REQUIRED ACTION: Look through the data for the string "target". Copy every line where it is found.

Dataset items
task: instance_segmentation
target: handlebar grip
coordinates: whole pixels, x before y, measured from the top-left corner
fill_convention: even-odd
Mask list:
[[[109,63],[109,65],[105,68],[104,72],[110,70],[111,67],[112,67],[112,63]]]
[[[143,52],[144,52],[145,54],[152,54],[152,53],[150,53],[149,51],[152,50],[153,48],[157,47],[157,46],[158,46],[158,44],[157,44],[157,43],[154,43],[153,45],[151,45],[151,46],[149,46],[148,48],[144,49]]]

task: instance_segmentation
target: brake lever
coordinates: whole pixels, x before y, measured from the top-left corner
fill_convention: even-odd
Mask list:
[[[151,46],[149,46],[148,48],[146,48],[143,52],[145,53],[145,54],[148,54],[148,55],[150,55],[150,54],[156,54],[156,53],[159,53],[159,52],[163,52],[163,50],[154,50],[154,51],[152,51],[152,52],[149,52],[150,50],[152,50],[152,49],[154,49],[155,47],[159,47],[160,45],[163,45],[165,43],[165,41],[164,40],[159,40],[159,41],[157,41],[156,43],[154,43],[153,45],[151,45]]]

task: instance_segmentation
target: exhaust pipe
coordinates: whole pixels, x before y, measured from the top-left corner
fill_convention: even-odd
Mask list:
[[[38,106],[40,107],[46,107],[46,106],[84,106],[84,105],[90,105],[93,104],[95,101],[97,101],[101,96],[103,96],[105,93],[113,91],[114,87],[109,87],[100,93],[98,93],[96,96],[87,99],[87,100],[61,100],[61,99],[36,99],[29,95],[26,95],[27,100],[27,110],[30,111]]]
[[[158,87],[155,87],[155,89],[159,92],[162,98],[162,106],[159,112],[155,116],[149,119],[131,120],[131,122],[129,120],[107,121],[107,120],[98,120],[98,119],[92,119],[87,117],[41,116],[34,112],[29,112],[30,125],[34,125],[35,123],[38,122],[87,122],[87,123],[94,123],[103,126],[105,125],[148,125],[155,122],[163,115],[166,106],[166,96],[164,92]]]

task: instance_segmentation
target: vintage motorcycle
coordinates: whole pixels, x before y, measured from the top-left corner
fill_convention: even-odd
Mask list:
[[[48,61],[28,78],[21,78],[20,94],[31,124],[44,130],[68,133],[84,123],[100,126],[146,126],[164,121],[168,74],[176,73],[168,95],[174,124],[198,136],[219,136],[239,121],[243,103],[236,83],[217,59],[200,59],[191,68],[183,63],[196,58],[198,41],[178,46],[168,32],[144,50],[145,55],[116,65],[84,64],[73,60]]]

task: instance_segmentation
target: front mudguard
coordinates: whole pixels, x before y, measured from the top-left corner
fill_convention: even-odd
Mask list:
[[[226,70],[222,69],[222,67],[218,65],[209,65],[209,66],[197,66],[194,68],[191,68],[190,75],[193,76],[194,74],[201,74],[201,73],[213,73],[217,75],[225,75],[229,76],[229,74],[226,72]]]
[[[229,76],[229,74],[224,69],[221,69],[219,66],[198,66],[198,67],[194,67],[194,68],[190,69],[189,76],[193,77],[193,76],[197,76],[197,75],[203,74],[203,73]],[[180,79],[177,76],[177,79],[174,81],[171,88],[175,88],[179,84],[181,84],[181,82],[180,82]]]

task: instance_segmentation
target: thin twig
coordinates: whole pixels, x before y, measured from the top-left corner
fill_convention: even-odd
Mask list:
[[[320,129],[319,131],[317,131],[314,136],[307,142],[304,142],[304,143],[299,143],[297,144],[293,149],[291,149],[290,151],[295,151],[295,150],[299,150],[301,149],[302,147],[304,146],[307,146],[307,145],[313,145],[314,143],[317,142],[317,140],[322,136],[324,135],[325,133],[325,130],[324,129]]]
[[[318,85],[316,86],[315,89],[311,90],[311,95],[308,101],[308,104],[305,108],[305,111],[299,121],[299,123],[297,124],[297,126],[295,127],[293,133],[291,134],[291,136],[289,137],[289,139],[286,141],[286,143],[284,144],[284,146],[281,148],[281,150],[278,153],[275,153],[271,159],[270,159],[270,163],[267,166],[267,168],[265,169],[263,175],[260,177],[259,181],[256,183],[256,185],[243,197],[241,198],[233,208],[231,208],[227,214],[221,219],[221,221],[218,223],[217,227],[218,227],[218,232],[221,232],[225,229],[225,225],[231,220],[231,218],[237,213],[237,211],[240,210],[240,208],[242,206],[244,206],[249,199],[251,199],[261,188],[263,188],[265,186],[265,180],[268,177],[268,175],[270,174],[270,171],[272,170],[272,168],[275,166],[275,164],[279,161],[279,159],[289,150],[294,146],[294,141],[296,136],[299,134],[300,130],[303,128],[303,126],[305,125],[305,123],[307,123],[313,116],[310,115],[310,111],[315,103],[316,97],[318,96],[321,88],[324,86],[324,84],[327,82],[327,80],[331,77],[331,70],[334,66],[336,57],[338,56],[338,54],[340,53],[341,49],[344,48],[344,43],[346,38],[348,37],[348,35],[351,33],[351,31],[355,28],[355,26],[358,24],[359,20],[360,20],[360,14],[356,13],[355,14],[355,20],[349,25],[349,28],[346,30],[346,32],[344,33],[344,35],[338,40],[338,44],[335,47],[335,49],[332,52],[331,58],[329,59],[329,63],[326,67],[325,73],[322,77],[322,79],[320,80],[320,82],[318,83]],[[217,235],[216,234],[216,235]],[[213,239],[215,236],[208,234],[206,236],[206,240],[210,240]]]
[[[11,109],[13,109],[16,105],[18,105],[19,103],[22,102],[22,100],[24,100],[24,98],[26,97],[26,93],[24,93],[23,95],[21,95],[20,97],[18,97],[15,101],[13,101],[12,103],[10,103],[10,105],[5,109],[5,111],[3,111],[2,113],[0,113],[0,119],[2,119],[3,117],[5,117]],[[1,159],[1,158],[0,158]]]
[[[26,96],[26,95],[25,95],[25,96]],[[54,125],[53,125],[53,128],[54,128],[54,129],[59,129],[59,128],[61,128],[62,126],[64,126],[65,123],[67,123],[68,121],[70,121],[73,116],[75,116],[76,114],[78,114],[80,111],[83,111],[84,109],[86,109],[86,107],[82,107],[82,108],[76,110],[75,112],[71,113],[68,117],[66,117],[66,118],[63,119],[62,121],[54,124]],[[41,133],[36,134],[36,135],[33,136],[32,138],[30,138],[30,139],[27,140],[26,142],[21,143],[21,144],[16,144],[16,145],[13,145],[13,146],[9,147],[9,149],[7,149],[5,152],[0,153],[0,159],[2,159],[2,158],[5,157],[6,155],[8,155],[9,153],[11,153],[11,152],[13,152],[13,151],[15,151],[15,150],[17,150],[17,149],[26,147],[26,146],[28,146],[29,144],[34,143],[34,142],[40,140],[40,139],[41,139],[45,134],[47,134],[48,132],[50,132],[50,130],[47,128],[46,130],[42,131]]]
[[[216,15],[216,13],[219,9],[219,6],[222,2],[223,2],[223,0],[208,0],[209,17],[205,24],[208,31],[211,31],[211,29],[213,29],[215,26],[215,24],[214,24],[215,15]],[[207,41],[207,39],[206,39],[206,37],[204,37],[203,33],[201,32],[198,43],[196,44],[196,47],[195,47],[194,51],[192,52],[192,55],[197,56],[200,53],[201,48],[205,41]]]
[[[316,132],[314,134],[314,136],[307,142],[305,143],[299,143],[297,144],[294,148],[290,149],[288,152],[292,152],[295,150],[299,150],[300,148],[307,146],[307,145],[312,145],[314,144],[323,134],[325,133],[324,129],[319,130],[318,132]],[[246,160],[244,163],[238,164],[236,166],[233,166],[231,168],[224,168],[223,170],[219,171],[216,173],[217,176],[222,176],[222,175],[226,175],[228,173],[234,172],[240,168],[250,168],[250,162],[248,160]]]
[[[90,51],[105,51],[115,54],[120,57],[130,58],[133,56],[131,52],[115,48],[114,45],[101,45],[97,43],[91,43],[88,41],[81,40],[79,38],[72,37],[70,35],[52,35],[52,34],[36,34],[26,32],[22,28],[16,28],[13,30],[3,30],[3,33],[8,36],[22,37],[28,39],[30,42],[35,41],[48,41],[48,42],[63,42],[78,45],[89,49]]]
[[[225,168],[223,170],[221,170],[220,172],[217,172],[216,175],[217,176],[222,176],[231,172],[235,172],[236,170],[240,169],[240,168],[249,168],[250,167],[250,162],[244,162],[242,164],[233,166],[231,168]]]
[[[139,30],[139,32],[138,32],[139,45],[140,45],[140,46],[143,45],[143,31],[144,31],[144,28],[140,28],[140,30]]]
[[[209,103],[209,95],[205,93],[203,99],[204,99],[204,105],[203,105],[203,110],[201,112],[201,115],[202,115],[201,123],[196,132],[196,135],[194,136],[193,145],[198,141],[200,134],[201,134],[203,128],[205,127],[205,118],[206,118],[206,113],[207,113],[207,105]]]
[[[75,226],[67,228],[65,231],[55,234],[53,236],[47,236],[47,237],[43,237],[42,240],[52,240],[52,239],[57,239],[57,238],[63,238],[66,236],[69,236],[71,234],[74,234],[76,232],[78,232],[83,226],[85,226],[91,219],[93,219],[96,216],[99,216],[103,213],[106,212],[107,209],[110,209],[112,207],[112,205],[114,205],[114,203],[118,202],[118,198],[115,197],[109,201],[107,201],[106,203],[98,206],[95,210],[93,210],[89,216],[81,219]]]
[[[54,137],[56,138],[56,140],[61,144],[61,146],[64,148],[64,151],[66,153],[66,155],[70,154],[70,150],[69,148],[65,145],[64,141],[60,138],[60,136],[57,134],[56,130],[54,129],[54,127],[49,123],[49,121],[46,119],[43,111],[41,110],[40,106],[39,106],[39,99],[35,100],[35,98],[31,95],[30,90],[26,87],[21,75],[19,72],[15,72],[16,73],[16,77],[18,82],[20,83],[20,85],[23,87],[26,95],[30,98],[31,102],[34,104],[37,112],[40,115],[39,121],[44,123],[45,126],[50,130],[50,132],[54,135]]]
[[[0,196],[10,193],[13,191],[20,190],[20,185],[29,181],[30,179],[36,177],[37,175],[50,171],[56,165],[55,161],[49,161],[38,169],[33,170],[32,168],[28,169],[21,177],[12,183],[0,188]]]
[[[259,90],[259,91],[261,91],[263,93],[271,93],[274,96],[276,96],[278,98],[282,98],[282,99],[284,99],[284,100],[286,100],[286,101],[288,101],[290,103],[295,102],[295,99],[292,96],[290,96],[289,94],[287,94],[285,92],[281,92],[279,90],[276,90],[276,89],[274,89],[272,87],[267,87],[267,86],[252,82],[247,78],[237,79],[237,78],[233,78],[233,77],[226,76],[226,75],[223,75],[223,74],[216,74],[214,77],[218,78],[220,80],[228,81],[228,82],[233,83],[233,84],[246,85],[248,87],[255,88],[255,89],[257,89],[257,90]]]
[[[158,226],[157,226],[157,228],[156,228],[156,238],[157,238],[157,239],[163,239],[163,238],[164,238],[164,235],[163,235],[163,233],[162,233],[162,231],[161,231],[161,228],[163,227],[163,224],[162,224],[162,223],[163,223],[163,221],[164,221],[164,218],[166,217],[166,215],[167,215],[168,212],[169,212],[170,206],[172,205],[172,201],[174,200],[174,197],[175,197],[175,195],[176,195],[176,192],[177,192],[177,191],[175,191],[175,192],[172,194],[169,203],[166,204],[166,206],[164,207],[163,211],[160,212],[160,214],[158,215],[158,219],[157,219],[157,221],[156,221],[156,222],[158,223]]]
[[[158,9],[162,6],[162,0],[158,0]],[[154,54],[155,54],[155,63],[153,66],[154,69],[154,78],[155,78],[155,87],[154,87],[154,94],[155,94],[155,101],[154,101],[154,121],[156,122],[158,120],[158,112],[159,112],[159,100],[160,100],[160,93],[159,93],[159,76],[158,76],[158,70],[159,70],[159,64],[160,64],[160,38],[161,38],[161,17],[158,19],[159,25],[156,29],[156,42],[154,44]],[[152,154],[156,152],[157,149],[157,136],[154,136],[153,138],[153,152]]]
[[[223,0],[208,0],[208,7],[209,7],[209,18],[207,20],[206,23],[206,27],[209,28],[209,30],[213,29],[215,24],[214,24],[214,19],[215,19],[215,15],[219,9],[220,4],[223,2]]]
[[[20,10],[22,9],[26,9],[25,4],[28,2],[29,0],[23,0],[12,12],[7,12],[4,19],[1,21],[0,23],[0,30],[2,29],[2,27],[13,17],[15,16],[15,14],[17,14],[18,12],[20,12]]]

WORKED SOLUTION:
target: handlebar grip
target: brake lever
target: exhaust pipe
target: vintage motorcycle
target: front mudguard
target: thin twig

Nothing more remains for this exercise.